% Easy Demographics Tables % Toby Johnson Toby.x.Johnson@gsk.com % r format(Sys.time(), "%d %B %Y")

suppressPackageStartupMessages(library(knitr))

Making demographics tables easily and painlessly

A common component of both clinical and statistical genetics analyses is the generation of "demographics tables". From a statistical or programming perspective, such tables are nothing more than summaries of (typically several) ``demographic'' variables, summarized for one or more groups of subjects. A classic use case is summarising baseline characteristics by treatment arm in a randomized clinical study. However, under the general definition used here, "demographics tables" could summarize analysis endpoints, explanatory variables such as genotypes, covariates, or indeed any other variable, by any set of groups. The groups may be disjoint or may be overlapping, for example groups by genotype at a variant of interest, or one group for all subjects in a clinical study and a second group for the subset of subjects included in a genetic analysis.

The demographics functions in the gtx package aim to make generation of demographics tables as easy as possible, given the following assumptions:

All the demographics functions output character arrays, which are easily read in a fixed width font, and which may be easily inserted into dynamically generated documents using e.g. knitr::kable or xtable::xtable.

| Extracted material |
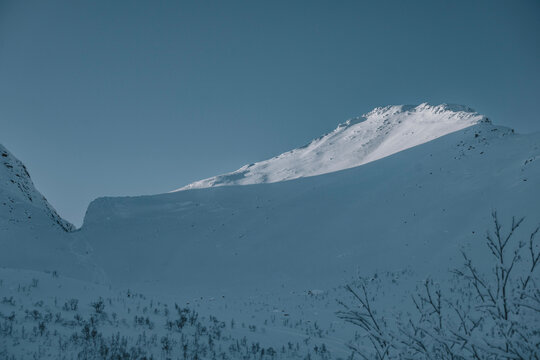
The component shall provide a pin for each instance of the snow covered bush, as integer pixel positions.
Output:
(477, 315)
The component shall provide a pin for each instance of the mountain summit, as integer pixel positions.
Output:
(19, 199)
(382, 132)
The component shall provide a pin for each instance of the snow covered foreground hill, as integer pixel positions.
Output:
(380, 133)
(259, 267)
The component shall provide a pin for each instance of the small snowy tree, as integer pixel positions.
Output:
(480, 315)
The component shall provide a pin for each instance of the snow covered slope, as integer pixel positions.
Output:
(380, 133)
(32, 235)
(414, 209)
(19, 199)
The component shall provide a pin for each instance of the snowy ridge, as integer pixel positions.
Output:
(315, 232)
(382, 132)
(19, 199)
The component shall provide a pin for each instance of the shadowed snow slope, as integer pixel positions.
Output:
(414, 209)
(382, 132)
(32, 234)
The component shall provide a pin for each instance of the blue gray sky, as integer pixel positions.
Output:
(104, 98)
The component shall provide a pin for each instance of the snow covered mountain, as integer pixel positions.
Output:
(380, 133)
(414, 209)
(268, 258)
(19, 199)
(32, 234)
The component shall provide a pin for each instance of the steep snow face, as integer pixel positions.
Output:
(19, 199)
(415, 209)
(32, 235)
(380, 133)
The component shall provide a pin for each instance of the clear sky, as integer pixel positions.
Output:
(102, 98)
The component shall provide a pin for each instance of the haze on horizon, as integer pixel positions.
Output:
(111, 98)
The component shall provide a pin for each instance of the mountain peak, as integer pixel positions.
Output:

| Activity |
Please answer these questions using the text on demographics tables:
1. Which package contains the demographics functions?
2. What do all the demographics functions output?
3. What classic use case for demographics tables does it give?
The lines have no connection to the text on demographics tables.

| Output of the exercise |
1. The gtx package.
2. Character arrays.
3. Summarizing baseline characteristics by treatment arm in a randomized clinical study.